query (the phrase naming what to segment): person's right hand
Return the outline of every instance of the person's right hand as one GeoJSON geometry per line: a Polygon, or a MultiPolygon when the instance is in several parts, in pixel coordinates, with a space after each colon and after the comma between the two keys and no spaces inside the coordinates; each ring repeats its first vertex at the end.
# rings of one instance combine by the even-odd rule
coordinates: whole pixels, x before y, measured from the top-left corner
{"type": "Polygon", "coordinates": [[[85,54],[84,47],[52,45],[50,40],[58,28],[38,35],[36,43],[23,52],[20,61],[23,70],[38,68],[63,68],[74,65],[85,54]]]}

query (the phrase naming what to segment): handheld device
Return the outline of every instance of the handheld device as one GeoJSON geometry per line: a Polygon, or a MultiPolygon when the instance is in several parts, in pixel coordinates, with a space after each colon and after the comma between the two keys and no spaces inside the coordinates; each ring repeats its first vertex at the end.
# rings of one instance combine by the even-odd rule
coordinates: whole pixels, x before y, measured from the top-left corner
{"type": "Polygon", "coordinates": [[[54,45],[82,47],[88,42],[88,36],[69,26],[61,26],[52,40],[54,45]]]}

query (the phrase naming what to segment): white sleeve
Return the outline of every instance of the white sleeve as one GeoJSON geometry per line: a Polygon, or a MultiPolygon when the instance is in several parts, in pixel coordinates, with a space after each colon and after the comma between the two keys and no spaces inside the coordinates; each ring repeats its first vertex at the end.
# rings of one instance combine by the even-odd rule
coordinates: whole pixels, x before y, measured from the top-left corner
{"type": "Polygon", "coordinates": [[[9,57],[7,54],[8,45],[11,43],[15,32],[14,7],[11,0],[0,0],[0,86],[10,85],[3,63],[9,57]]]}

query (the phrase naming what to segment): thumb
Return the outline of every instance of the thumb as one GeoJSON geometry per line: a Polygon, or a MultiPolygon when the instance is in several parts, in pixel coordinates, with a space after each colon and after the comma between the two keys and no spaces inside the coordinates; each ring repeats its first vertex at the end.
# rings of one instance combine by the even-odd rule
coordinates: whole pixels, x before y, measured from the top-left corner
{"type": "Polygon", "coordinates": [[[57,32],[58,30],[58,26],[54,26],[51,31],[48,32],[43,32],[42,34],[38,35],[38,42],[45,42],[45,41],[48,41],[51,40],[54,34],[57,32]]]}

PROBLEM - Extract every entry above as it appears.

RESULT BELOW -
query (the phrase naming what to segment): person's right hand
Return the outline of every instance of the person's right hand as one GeoJSON geometry per line: a Polygon, or a MultiPolygon when the instance is in several parts, in pixel coordinates, with a space after each colon and after the comma between the two keys and no spaces inside the coordinates; each ring repeats its first vertex at the end.
# rings of one instance combine by the even-odd rule
coordinates: whole pixels, x before y, measured from the top-left corner
{"type": "Polygon", "coordinates": [[[85,54],[84,47],[52,45],[50,40],[58,28],[38,35],[36,43],[23,52],[20,61],[23,70],[38,68],[63,68],[74,65],[85,54]]]}

query (the phrase naming what to segment): handheld device
Return the outline of every instance of the handheld device as one GeoJSON geometry per line: a Polygon, or a MultiPolygon when the instance is in several parts, in pixel coordinates, with a space after each colon and after the comma between the two keys and no spaces inside the coordinates; each ring repeats its first vertex at the end.
# rings of one instance combine by the even-odd rule
coordinates: whole pixels, x before y, measured from the top-left corner
{"type": "Polygon", "coordinates": [[[54,45],[82,47],[88,42],[88,36],[69,26],[61,26],[52,40],[54,45]]]}

query (the phrase naming what to segment): white sleeve
Return the outline of every instance of the white sleeve as one GeoJSON geometry per line: a Polygon, or a MultiPolygon when the instance is in several parts, in pixel coordinates, with a space after each colon and after the comma between the two keys and no spaces inside the coordinates; each ring repeats its first vertex at the end.
# rings of one instance combine by the even-odd rule
coordinates: whole pixels, x before y, measured from the top-left corner
{"type": "Polygon", "coordinates": [[[9,57],[7,54],[8,45],[11,43],[15,32],[14,7],[11,0],[0,0],[0,86],[10,85],[3,63],[9,57]]]}

query (the phrase naming what to segment): thumb
Return the outline of every instance of the thumb as one GeoJSON geometry per line: a Polygon, or a MultiPolygon when the instance is in several parts, in pixel coordinates, with a space after each colon and after the comma between the two keys and no spaces inside the coordinates; each ring repeats its first vertex at the end.
# rings of one instance combine by the even-odd rule
coordinates: whole pixels, x before y, measured from the top-left corner
{"type": "Polygon", "coordinates": [[[57,32],[58,30],[58,26],[54,26],[51,31],[48,32],[43,32],[42,34],[38,35],[38,42],[45,42],[45,41],[48,41],[51,40],[54,34],[57,32]]]}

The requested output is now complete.